Exercise.
Return every entry below exactly as written.

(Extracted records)
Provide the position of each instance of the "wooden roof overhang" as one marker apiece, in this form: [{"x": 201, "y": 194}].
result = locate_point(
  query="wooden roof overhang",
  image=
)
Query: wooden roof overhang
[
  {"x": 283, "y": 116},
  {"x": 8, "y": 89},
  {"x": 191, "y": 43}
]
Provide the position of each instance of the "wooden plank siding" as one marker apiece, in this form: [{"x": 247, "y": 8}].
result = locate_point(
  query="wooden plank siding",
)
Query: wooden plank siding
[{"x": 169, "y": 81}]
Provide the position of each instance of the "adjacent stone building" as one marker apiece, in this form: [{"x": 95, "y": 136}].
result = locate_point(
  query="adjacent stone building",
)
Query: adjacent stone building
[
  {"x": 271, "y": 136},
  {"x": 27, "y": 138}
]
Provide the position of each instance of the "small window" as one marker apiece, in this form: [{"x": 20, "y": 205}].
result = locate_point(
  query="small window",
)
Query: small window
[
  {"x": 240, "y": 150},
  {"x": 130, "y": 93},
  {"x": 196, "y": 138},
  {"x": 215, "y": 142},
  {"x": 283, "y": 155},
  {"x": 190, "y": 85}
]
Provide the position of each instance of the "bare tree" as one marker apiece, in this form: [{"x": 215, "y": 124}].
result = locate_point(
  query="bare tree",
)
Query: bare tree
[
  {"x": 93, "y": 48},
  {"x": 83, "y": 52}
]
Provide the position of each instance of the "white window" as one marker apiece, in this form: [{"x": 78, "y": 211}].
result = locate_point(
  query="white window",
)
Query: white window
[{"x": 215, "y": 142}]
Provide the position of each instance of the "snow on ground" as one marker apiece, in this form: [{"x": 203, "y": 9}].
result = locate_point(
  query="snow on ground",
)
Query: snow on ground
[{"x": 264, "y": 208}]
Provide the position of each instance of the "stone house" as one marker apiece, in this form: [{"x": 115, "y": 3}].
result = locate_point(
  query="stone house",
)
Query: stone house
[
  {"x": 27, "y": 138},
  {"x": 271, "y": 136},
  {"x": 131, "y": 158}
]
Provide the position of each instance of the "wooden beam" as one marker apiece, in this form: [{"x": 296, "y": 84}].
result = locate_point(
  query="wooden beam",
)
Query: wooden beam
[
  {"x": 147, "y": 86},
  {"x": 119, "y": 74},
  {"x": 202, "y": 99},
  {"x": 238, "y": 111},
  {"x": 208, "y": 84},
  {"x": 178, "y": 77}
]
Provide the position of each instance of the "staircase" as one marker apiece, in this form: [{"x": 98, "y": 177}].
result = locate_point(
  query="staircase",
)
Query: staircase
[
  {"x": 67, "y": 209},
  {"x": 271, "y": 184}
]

Solved problem.
Provide the position of each instance of the "wooden roof overhang" as one marker apiece, in this form: [{"x": 201, "y": 194}].
result = locate_point(
  query="wooden roof overhang",
  image=
)
Query: wooden roof overhang
[
  {"x": 283, "y": 116},
  {"x": 8, "y": 89},
  {"x": 191, "y": 43}
]
Provide the position of each instance of the "wooden plank siding" as one marker apiece, in this form: [{"x": 247, "y": 8}].
result = locate_point(
  query="wooden plank siding",
)
Query: wooden plank siding
[{"x": 169, "y": 81}]
Provide the position of each instance of the "adjacent stone building" as one marker apiece, in this form: [{"x": 95, "y": 136}].
result = locate_point(
  query="adjacent stone building",
)
Query: adjacent stone building
[
  {"x": 271, "y": 136},
  {"x": 27, "y": 138}
]
Provide the position of each instance of the "small window" as one marker apiece, in this form: [{"x": 20, "y": 205}].
result = locate_point(
  query="small window",
)
Query: small window
[
  {"x": 240, "y": 150},
  {"x": 130, "y": 93},
  {"x": 196, "y": 138},
  {"x": 215, "y": 142},
  {"x": 283, "y": 155},
  {"x": 190, "y": 85}
]
Provide the position of each instance of the "bare tree" as one marker apiece, in this form: [{"x": 215, "y": 124}].
result = locate_point(
  query="bare tree",
)
Query: bare tree
[
  {"x": 93, "y": 48},
  {"x": 83, "y": 52}
]
Provide the position of each instance of the "white window" as one marker apiece, in this form: [{"x": 78, "y": 211}].
result = locate_point(
  query="white window",
)
Query: white window
[{"x": 215, "y": 142}]
Provide the position of each instance of the "snow on ground" as one marker apiece, in this form: [{"x": 203, "y": 9}].
result = locate_point(
  query="snow on ground",
)
Query: snow on ground
[{"x": 264, "y": 208}]
Provide the position of each instance of the "stone house" as one marker apiece, in this form: [{"x": 115, "y": 3}].
result = locate_point(
  query="stone house",
)
Query: stone house
[
  {"x": 27, "y": 138},
  {"x": 271, "y": 136},
  {"x": 131, "y": 158}
]
Provide the position of each instance of the "wooden beam" as one marker apiece, in this form: [{"x": 296, "y": 84}].
result = locate_point(
  query="wooden beam",
)
Query: wooden beam
[
  {"x": 147, "y": 86},
  {"x": 119, "y": 74},
  {"x": 202, "y": 99},
  {"x": 238, "y": 111},
  {"x": 208, "y": 84},
  {"x": 178, "y": 77}
]
Provide the position of each instance of the "staircase" as one marker apiece, in this form: [{"x": 98, "y": 177}].
result = locate_point(
  query="staircase",
)
Query: staircase
[
  {"x": 67, "y": 209},
  {"x": 271, "y": 184}
]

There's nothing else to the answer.